**TASK STATEMENT:**
Print each of the rows below word for word, with every line unchanged.

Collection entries
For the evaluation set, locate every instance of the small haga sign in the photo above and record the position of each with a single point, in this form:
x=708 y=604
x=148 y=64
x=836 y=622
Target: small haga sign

**RESPONSE FOR THIS EXERCISE:**
For the evaluation set, locate every instance of the small haga sign in the photo above and record the position of each with a single point, in this form:
x=708 y=604
x=148 y=64
x=836 y=622
Target: small haga sign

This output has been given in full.